Supplied text
- Opening Delimiter -

Don't be afraid to look at the use of the 'magic oil' (Medicinal Cannabis Oil) - with your Onc's blessing - as it has helped me with both sleep & pain control of AIs .... and I believe it is better for you than sleeping tablets. xx
Keeping busy (and learning new skills) is one way of coping .... 'down time' allows your brain to go off onto weird tangents that aren't always helpful Reach out for help too when you need it xx
Take care0 -
Have you spoken to your Oncologist how you are feeling? Or to your Breast Care Nurse, if you are lucky enough to have one. Perhaps they can make an urgent referral to a Psychologist.
My experience was odd. I just seemed to go through the motions with treatments.
Good luck with your treatments, and I hope that you have success with getting some support.1 -
@LDP - You are still in a state of shock as well .... and feeling down is definitely totally normal xx
A bit of your background story leading up to the Mets diagnosis would help us understand a bit more too.
It looks like you have already joined the Mets group - so I hope they are helping you too.
If you add your 'general location' to your profile, we may have members nearby who might be able to head you in the right direction re available counsellors/Psychs ....
As well as Abbydog's suggestion - The Oncology dept where you are having your treatment should also have a dedicated Social Worker who should also be able to arrange an urgent meeting with a psychologist ... so absolutely don't be afraid to reach out to the health professionals. xx
Here's a link that may help with some of the forum's 'other features' .... even a couple of funny areas, for a bit of a laugh ....

- Closing Delimiter -

Work instruction 1
According to the forum replies, why does keeping busy help with coping?
Work instruction 2
Do these statements agree with the forum replies? Answer yes or no for each and quote the deciding words.
(a) One writer says the oil helped with sleep and with pain control of AIs.
(b) A Social Worker in the Oncology dept should be able to arrange an urgent meeting with a psychologist.
(c) LDP has not yet joined the Mets group.

Data items
- Opening Delimiter -

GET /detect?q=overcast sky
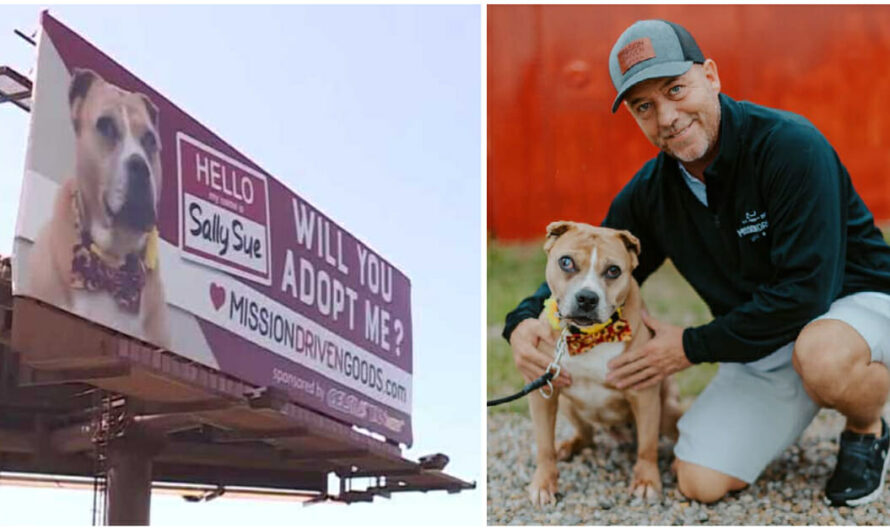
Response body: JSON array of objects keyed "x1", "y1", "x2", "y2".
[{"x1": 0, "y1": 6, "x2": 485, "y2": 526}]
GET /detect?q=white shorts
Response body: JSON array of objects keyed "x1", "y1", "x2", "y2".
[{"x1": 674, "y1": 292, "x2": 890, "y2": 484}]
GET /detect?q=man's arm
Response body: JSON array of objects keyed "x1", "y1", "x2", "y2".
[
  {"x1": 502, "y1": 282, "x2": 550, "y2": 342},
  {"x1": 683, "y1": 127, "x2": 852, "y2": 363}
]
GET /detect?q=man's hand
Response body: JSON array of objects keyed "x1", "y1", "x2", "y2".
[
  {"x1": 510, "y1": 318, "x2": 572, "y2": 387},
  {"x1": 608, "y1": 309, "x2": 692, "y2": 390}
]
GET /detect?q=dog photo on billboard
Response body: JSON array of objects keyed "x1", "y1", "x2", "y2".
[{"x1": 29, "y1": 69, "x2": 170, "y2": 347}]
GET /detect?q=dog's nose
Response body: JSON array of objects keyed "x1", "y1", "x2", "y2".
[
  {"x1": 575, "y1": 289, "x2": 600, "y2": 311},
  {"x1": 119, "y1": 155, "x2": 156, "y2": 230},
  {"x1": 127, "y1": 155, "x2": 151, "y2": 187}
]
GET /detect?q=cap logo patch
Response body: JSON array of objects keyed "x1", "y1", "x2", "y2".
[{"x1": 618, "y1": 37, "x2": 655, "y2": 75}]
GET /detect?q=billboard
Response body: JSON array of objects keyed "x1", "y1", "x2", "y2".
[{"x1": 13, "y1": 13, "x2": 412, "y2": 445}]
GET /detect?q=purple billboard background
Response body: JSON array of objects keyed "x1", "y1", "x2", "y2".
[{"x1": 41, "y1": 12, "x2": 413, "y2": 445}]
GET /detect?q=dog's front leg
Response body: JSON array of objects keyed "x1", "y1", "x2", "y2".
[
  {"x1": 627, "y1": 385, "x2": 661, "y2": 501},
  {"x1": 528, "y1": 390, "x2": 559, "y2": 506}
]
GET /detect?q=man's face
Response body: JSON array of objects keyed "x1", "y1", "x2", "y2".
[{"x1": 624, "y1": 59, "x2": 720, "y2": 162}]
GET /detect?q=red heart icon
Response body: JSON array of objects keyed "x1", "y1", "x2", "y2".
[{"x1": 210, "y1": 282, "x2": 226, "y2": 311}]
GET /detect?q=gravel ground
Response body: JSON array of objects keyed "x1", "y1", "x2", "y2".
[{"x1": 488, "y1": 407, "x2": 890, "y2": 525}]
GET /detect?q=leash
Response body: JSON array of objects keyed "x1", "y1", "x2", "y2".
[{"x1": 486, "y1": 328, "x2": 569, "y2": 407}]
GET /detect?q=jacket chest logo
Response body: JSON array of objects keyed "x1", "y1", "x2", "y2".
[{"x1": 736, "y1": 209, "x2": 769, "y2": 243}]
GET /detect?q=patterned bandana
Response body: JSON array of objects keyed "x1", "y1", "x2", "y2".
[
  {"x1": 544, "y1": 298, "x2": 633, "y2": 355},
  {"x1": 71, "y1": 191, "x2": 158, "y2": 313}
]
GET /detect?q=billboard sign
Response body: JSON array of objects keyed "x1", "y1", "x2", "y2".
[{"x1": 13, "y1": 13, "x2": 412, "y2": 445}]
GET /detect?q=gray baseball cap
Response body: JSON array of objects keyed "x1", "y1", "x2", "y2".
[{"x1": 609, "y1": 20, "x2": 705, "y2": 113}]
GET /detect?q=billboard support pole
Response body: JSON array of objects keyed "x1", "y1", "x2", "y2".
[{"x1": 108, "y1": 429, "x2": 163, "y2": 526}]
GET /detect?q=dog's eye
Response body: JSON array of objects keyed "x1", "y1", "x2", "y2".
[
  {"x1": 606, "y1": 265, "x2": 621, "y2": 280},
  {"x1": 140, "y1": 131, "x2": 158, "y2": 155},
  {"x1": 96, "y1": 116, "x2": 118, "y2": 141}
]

- Closing Delimiter -

Written reply 1
Keeping busy, including learning new skills, is one way of coping because "down time" allows the brain to go off onto weird tangents that aren't always helpful.

Written reply 2
(a) Yes: "it has helped me with both sleep & pain control of AIs"
(b) Yes: "should also be able to arrange an urgent meeting with a psychologist"
(c) No: "It looks like you have already joined the Mets group"